QUOTED PASSAGE:

- - - - - - -

It is very good that you have been rereading the Bible in the light of the present situation. It is remarkable how applicable it is, the fear of fear is indeed met by "Underneath are the everlasting arms."17 By the way, that was my mother's favorite verse. She understood it in rather a literal sense but that does not minimize its truth. We were both delighted with the Leakey for together we have studied his works very carefully. The title, "Battle of the Bones," made me think of Ezekiel, so I looked it up and sure enough, there it was: Ezekiel 37:5–6

Thus said the Lord unto these bones; behold, I will cause breath to enter into you, and ye shall live: and I shall lay sinews upon you, and will bring up flesh upon you, and cover you with skin, and put breath in you, and ye shall live.

When this is considered in the light of Leakey's beginning, it is truly amazing.

In connection with your editorial on holiness in men of power, I quote the following in an article in The Reporter:

From our president the nation has the right to expect the guidance we need for the defense of our interest and ideas. This guidance, so far, Lyndon Johnson has been giving with singular adroitness. But to the pledges he will live up to, he can well avoid trying to add the coming of the Kingdom of God on this earth.18

26 April 1965

Here are 3 cartoons you might enjoy. 1. ["What do you mean, 'Our country right or wrong'? Just when has our country ever been wrong?"] This demonstrates the "terror of the situation" in that as a whole we have not adopted the forward look. 2. [Two explorer machines shaking hands on the moon.] This reminds me of "Life on Earth." 3. [Ordinary people climbing up stairs only to find at top a ladder descending.] This is very basic and important. The spiritual and the material cannot be separated. As Benoit puts it: The ordinary man sees the mountains; when he starts [work on himself] he sees them no more; when he attains satori he sees them again.19 Gurdjieff had the same idea.

- - - - - - -

EXERCISE TASKS:
• 1. Update the letter from "It is very good" up to and including "ye shall live." by replacing "delighted" with "pleased".
• 2. Answer these about the letter:
(a) Whose favorite verse was "Underneath are the everlasting arms"?
(b) In which publication did the quoted article appear?
(c) What date appears partway through the letter?
• 3. Can you proceed with the letter, picking up after its final sentence?
The data after this point comes from a separate source.

- - - - - - -

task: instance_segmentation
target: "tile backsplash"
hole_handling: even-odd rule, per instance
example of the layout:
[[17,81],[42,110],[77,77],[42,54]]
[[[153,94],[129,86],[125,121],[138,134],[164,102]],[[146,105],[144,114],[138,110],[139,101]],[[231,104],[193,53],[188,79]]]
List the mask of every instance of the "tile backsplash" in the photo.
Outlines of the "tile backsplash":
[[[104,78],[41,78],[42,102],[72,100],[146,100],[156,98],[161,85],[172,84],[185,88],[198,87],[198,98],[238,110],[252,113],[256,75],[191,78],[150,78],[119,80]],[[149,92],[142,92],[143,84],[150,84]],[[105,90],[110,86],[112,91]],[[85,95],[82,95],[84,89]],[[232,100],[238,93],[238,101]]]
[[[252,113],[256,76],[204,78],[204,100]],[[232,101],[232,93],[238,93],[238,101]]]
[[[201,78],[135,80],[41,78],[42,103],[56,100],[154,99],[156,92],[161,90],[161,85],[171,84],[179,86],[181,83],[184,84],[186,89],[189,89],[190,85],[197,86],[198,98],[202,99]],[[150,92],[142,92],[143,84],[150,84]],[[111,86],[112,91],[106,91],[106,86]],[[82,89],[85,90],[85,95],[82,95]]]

- - - - - - -

REPLIES:
• 1.
It is very good that you have been rereading the Bible in the light of the present situation. It is remarkable how applicable it is, the fear of fear is indeed met by "Underneath are the everlasting arms."17 By the way, that was my mother's favorite verse. She understood it in rather a literal sense but that does not minimize its truth. We were both pleased with the Leakey for together we have studied his works very carefully. The title, "Battle of the Bones," made me think of Ezekiel, so I looked it up and sure enough, there it was: Ezekiel 37:5–6

Thus said the Lord unto these bones; behold, I will cause breath to enter into you, and ye shall live: and I shall lay sinews upon you, and will bring up flesh upon you, and cover you with skin, and put breath in you, and ye shall live.

• 2.
(a) The writer's mother.
(b) The Reporter.
(c) 26 April 1965.

• 3.
I was just going to send you these cartoons when your postcard came about recurrence. I shall be glad to hear what Merton has to say. Don't feel 'un-ease', dear. I consider the idea a way station, a sign of growth. We will talk together about it at Highlands. The distinction is not between pagan and Christian but between dreaming and vision.

26 October 1965

We are back safely <in Bradenton> and how I miss you. Your letter came today and I too am in the utmost confusion. But, tho cumbered, let us not forget the ultimate aim.

1 December 1965

That Vedanta Dictionary is really more than a dictionary. I found it a mine of information and am sure it will be very useful to you in connection with the Eastern material I have for you. The study of comparative religions does not expand Christianity, but as you say expands the point of view, that is, helps to show what Christianity really means.

Just one thing about communication. I give you this so that you may look it up, if necessary, before you leave. In T. S. Eliot's poem "The Love Song of J. Alfred Prufrock," the woman says twice:

That is not it at all,
That is not what I meant at all."

2 December 1965

As to "Democracy has never been tried," this reminds me of the saying "It is not true that Christianity has been tried and found wanting; it has never been tried."20

Committees only too often mean the death of activities; if they work usually one person does practically all the work.

I am now reading Jung's Memories, Dreams and Reflections21 which I consider the best book on the establishment of wholeness because it is founded on experience.

4 December 1965

Even in marriage there may be no real communication.

18 December 1965

M goes "whole hog" and so is a lesson to all of us.

You are of course familiar with the recent Supreme Court decision on prayer, but you might be interested in this comment. A constitutional amendment is suggested. But, as LBJ says, what's a constitution among friends?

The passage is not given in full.